§ **Required action**
Nothing but the exact lines from the one containing "of the football." through the last line of the records below belongs in your answer.

§ **Material shown**
○ ○ ○ ○ ○ ○ ○

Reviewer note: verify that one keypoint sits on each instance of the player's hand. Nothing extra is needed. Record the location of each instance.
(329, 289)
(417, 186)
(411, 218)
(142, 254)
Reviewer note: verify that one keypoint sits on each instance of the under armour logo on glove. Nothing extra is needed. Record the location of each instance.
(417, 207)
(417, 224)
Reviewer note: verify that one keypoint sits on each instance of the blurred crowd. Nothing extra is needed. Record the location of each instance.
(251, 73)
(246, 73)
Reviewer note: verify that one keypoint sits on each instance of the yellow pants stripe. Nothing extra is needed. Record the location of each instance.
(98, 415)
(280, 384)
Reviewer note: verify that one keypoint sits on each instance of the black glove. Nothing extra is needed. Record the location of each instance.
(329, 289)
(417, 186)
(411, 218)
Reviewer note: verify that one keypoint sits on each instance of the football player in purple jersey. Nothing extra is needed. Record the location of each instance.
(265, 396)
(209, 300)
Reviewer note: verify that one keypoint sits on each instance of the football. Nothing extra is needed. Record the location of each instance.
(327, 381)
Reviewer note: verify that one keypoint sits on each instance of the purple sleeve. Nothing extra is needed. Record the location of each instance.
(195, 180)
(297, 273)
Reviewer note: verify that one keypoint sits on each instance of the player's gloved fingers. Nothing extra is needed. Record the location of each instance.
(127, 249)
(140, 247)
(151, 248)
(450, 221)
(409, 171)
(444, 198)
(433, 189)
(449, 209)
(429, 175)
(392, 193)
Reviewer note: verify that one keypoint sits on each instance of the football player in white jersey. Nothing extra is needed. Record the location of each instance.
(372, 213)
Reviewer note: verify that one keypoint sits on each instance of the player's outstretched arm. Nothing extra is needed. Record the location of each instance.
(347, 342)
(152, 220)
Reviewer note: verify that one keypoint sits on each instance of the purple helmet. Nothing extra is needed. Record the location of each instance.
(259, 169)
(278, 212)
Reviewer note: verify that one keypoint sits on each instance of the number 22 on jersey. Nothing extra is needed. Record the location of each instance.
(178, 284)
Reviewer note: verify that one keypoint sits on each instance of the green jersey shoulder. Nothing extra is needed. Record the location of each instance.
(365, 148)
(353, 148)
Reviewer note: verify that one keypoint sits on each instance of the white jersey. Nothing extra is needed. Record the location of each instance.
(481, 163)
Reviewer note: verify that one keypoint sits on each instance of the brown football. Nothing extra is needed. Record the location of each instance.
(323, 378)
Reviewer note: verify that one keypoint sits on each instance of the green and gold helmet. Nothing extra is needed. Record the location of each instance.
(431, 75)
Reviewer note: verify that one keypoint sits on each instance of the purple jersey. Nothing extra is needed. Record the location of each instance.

○ ○ ○ ○ ○ ○ ○

§ **Task solution**
Reviewer note: verify that one keypoint sits on each instance of the football. Nothing extra is needed. Record the location of each instance.
(327, 381)
Reviewer note: verify that one keypoint sits on each instance of the purple sleeve. Nothing extra is needed. Record the location of each instance.
(195, 180)
(297, 273)
Reviewer note: verify that one keypoint sits on each instance of the player's gloved fingers. Nothing extra is needed. Record the location of each instance.
(127, 249)
(140, 247)
(151, 248)
(450, 221)
(409, 171)
(444, 198)
(433, 189)
(449, 209)
(429, 175)
(392, 193)
Reviewer note: verify that one keypoint sits on each instance of the football player in white jersey. Nothing extra is needed. Record the location of each instance.
(372, 213)
Reviewer note: verify that one keypoint sits on each instance of the player's outstretched arm. Nothing extra is needed. Record the location of each instance.
(347, 342)
(152, 220)
Reviewer note: verify that one keypoint sits on each instance of the purple helmet. Nothing extra is needed. Record the location of each instance.
(259, 169)
(278, 212)
Reviewer note: verify that one keypoint sits on each instance of the number 22 on jersey. Nothing extra is needed. Record the location of each instance.
(178, 284)
Reviewer note: verify that one keypoint sits on each instance of the green jersey shoulder. Nothing extra is needed. Record the location of each instance.
(365, 148)
(353, 148)
Reviewer note: verify that one keypoint sits on each instance of the white jersey. Nothing extra is needed. Record the location of each instance.
(481, 163)
Reviewer note: verify that one keypoint sits on each instance of the brown football. Nothing extra is needed. Record the location of each instance.
(323, 378)
Reviewer note: verify that one keypoint sits on each instance of the green and gold helmet. Nothing extra is needed. Record the location of each instance.
(431, 75)
Reviewer note: verify that one keypoint sits on each instance of the purple jersey. Nothing extra is needed. Record the location of each instance.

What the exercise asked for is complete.